--- Task inputs Enclosed Below ---
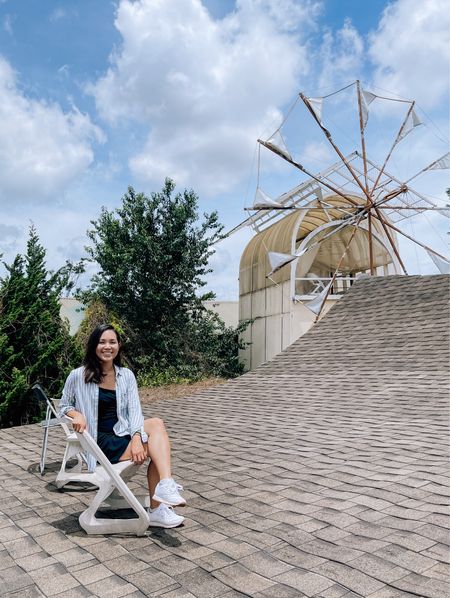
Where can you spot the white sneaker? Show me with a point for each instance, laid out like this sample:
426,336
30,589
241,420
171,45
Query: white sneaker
167,492
164,516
--- End of Enclosed Task inputs ---
§ **About this exercise**:
The response should consist of the entries above, given again exactly and free of pictures.

§ **Exercise answer**:
Where can you spot the white sneaker? Show me with a point for each instance, laid out like this sample:
426,336
30,589
241,420
171,45
Query: white sneaker
167,492
164,516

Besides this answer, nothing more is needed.